COMPLETE THE FOLLOWING ::
a. In the comment thread, which actor is named as playing Ash in the first Alien?
b. Translate this sentence from the comment thread into Spanish: "It was replaced with a “robotic” appendage."
c. From the comment thread, reproduce the passage from "2. Ah, at first" to "the computer/website work.".

45 Comments

  1. This is a reference to Luke Skywalker having one hand sliced off toward the end of Empire Strikes Back. I’m too lazy to look it up, but presumably it was his right hand. It was replaced with a “robotic” appendage.

  2. Ah, at first I thought he had to use The Force to make the computer work, though I didn’t see how that was funny.

    A better character to have used, though harder to illustrate or write a headline for in order to make easily understandable, would be Ash (played by Ian Holm) in the first Alien. It would be a giveaway [SPOILER ALERT] of his true status if, in front of various colleagues like John Hurt and Sigourney Weaver, he was unable to make the computer/website work.

  3. MAD’s Mort Drucker could have done an Alien cartoon – link is to the first of four panels (you can click on) from their ALIAS spoof, though even he seems to have found Ian Holm hard to draw recognisably.

    But that long pre-dated captchas etc.

  4. A better character to have used, though harder to illustrate or write a headline for in order to make easily understandable, would be Ash (played by Ian Holm) in the first Alien

    I was sure, sure, that you meant Ash from the Evil Dead movies, who did have one hand replaced by a prosthetic like Luke (though not as futuristic).

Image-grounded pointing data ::
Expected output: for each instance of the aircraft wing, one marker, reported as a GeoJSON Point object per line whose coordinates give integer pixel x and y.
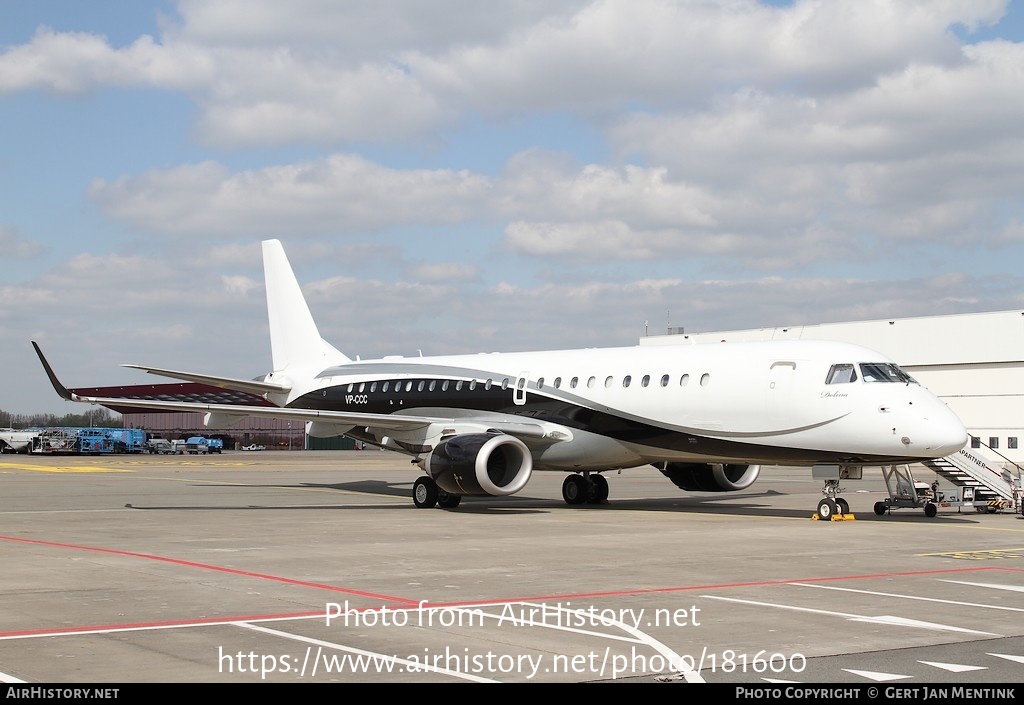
{"type": "Point", "coordinates": [250, 385]}
{"type": "Point", "coordinates": [244, 403]}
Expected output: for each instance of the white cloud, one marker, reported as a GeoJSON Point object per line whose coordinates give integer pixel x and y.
{"type": "Point", "coordinates": [13, 246]}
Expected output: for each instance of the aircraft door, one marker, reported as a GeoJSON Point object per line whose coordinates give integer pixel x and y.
{"type": "Point", "coordinates": [781, 376]}
{"type": "Point", "coordinates": [519, 395]}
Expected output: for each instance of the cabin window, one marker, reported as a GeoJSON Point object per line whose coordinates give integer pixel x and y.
{"type": "Point", "coordinates": [841, 374]}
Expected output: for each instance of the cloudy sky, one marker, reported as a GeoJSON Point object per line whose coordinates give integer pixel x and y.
{"type": "Point", "coordinates": [461, 176]}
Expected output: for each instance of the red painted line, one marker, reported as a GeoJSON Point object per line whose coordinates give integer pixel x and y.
{"type": "Point", "coordinates": [209, 567]}
{"type": "Point", "coordinates": [414, 604]}
{"type": "Point", "coordinates": [62, 631]}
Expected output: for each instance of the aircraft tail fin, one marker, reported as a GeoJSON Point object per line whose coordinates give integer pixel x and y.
{"type": "Point", "coordinates": [295, 340]}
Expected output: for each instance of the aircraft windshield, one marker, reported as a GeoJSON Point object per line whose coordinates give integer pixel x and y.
{"type": "Point", "coordinates": [885, 372]}
{"type": "Point", "coordinates": [842, 374]}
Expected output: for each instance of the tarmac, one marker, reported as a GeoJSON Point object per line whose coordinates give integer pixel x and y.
{"type": "Point", "coordinates": [315, 567]}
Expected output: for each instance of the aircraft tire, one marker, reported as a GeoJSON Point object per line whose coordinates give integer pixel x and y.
{"type": "Point", "coordinates": [826, 508]}
{"type": "Point", "coordinates": [599, 489]}
{"type": "Point", "coordinates": [425, 493]}
{"type": "Point", "coordinates": [574, 489]}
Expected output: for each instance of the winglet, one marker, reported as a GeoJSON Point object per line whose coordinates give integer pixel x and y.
{"type": "Point", "coordinates": [60, 388]}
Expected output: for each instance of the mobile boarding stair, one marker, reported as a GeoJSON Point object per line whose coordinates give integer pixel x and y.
{"type": "Point", "coordinates": [977, 482]}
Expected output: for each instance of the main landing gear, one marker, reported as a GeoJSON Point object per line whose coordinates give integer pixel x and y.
{"type": "Point", "coordinates": [585, 489]}
{"type": "Point", "coordinates": [427, 495]}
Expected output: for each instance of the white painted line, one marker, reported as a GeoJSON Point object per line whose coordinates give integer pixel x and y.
{"type": "Point", "coordinates": [908, 596]}
{"type": "Point", "coordinates": [882, 619]}
{"type": "Point", "coordinates": [407, 665]}
{"type": "Point", "coordinates": [954, 667]}
{"type": "Point", "coordinates": [1010, 657]}
{"type": "Point", "coordinates": [876, 675]}
{"type": "Point", "coordinates": [994, 586]}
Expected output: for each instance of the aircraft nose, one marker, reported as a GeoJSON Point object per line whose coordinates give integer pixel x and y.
{"type": "Point", "coordinates": [943, 433]}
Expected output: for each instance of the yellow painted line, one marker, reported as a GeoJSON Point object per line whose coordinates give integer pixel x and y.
{"type": "Point", "coordinates": [65, 468]}
{"type": "Point", "coordinates": [988, 554]}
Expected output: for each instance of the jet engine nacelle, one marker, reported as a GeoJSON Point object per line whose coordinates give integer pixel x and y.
{"type": "Point", "coordinates": [711, 477]}
{"type": "Point", "coordinates": [480, 464]}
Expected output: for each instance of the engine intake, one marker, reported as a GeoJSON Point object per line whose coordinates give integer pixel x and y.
{"type": "Point", "coordinates": [480, 464]}
{"type": "Point", "coordinates": [711, 477]}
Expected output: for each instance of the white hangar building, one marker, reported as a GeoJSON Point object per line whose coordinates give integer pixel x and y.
{"type": "Point", "coordinates": [974, 362]}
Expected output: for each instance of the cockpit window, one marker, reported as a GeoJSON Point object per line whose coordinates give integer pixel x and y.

ANSWERS TO EACH TASK ::
a. Ian Holm

b. Fue reemplazada por un apéndice “robótico”.

c.
2. Ah, at first I thought he had to use The Force to make the computer work, though I didn’t see how that was funny.

    A better character to have used, though harder to illustrate or write a headline for in order to make easily understandable, would be Ash (played by Ian Holm) in the first Alien. It would be a giveaway [SPOILER ALERT] of his true status if, in front of various colleagues like John Hurt and Sigourney Weaver, he was unable to make the computer/website work.